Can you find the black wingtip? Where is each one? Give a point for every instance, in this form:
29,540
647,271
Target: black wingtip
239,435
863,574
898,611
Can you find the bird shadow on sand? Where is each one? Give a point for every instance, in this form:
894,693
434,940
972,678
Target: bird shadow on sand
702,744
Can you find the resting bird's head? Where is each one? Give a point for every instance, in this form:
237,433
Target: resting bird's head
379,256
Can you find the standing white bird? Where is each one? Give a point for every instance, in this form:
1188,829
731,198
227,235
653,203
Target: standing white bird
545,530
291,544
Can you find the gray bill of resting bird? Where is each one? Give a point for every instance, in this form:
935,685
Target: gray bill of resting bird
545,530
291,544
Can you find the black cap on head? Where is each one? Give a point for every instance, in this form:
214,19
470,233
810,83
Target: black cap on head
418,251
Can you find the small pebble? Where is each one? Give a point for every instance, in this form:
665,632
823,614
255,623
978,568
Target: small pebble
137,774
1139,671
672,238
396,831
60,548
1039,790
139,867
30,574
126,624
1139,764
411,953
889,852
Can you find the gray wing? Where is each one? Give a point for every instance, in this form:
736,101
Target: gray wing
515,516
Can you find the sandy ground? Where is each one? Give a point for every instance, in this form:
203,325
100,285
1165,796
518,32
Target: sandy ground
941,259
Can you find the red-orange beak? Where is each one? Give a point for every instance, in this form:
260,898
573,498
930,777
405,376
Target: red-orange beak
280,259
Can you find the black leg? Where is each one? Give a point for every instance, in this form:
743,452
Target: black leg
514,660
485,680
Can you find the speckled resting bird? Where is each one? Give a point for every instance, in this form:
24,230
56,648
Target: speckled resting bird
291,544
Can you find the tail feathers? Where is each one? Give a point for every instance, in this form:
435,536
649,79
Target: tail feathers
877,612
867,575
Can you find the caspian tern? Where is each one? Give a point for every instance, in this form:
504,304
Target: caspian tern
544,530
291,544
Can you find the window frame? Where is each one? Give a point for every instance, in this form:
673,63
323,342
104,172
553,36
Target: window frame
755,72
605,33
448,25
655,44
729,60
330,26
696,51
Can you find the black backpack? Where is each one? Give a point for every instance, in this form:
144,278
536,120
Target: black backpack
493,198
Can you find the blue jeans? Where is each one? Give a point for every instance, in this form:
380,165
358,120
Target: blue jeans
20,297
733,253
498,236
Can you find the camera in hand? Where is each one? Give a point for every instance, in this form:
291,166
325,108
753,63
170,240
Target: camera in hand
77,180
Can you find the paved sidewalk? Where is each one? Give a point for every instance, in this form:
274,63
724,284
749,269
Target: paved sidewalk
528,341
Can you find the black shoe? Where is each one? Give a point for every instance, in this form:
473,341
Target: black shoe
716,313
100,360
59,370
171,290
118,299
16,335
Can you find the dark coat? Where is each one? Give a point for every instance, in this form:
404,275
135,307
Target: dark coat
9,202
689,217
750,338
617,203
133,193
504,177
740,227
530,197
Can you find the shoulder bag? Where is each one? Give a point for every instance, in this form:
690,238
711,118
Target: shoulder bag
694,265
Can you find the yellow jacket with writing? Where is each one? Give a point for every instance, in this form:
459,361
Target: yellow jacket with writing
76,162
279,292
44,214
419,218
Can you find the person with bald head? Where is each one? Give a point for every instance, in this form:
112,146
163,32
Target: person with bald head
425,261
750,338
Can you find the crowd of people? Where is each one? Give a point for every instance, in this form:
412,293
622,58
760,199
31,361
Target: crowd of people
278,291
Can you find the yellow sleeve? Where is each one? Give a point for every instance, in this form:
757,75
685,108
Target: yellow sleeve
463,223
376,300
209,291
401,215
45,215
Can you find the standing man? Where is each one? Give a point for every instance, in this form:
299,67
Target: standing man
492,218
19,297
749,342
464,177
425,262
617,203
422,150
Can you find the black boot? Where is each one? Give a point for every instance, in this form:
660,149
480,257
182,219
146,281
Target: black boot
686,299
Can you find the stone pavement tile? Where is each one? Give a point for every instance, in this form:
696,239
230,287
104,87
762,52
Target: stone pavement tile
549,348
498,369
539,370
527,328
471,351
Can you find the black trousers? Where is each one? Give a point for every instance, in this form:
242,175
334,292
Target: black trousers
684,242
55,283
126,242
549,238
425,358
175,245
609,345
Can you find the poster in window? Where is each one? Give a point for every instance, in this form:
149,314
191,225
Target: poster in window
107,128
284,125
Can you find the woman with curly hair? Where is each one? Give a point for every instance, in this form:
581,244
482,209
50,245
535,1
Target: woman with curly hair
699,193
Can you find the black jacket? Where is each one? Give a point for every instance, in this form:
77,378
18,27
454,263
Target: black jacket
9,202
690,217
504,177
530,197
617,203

# EXERCISE OBJECTIVE
Turn the part of the data that opens with the line containing "Can you find the standing man?" and runs through the end into a numbered list. Leave out any blank lines.

# FULL ANSWER
1. Can you find the standing man? Where is each one? Give a point for every instance, in this form:
2. 299,67
3. Target: standing man
4. 492,218
5. 19,297
6. 749,342
7. 464,177
8. 425,262
9. 617,203
10. 422,150
11. Can you find the black boot? Where is each one? Give a point for every instance, in this form:
12. 660,149
13. 480,257
14. 182,219
15. 146,281
16. Target: black boot
17. 686,299
18. Can you find the stone pavement tile? Where is each one? Give a point for every instance, in this form:
19. 696,239
20. 230,287
21. 104,87
22. 762,52
23. Target: stone pavement tile
24. 549,348
25. 498,369
26. 539,370
27. 527,328
28. 471,351
29. Can you find the black trousers? Where is each one? Give a point for every instance, in this form:
30. 242,175
31. 334,292
32. Target: black trousers
33. 684,242
34. 55,283
35. 126,242
36. 549,238
37. 425,358
38. 175,245
39. 609,345
40. Can you find the poster in window? Where is each one? Give a point for every instance, in this form:
41. 149,314
42. 191,225
43. Target: poster in window
44. 107,128
45. 284,125
46. Can you find the woman with curly hair? Where is each one? Give a point for every instance, in this form:
47. 581,244
48. 482,209
49. 50,245
50. 535,1
51. Target: woman with curly hair
52. 699,193
53. Can you find the black jacket? Where is each one? Give a point for every instance, in this form:
54. 77,378
55. 18,27
56. 454,263
57. Target: black jacket
58. 9,202
59. 690,217
60. 504,177
61. 530,197
62. 617,203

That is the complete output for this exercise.